TASK STATEMENT >>
Convert the items from the line with "one marker per instance, written like [1014,174]" through the end of the items into a two-column CSV with the headers input and output. Give one row per item, with its text in input and its answer in output, each in a single quoted field, and replace any line breaks with spaces.
++++++
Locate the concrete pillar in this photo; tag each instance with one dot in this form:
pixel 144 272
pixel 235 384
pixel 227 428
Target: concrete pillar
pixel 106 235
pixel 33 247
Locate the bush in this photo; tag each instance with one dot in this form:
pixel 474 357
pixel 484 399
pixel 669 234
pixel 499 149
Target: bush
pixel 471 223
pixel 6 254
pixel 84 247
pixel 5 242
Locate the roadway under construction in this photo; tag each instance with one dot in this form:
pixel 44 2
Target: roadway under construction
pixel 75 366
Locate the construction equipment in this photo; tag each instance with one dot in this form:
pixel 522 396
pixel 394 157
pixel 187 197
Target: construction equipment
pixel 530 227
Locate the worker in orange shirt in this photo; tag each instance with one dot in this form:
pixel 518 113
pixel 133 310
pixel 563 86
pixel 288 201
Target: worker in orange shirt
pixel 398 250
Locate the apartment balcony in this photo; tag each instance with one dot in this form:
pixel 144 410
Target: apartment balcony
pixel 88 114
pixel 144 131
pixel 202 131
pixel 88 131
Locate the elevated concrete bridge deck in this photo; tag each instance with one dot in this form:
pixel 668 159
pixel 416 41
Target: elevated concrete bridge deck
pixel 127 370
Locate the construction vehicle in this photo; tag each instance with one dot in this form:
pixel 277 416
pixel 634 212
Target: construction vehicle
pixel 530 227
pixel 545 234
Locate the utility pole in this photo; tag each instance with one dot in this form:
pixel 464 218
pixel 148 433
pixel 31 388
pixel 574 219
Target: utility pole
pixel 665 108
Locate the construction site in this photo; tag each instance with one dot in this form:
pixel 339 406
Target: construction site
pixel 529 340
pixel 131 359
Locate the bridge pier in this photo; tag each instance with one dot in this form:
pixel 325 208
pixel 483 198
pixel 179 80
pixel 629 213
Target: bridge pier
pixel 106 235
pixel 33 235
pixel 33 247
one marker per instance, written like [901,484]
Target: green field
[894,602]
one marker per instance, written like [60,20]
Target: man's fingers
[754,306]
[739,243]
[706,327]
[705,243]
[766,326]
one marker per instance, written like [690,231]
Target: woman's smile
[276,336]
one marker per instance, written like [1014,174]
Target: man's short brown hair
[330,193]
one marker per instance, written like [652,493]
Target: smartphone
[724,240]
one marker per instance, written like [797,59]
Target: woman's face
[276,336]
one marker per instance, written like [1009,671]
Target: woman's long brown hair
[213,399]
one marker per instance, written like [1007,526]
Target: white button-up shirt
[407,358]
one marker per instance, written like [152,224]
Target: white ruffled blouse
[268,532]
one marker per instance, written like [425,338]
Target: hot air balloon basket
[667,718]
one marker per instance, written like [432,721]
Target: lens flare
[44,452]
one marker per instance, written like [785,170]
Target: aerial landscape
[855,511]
++++++
TASK OUTPUT >>
input,output
"one marker per instance, written like [1014,174] Target: man's short brown hair","[330,193]"
"one marker per instance, written like [652,493] Target: smartphone","[724,240]"
"one marker per instance, written like [797,59] Target: woman's face","[276,336]"
"one marker per instance, written like [1009,671] Target: woman's long brown hair","[213,399]"
"one marker per instance, written like [1007,526] Target: white button-up shirt","[407,358]"
"one marker per instance, written like [152,224] Target: white ruffled blouse","[268,532]"
"one marker per instance, written like [425,338] Target: hot air balloon basket","[667,718]"
"one marker per instance, written like [432,721] Target: lens flare","[44,452]"
"one marker per instance, written like [785,170] Target: aerial landscape","[855,511]"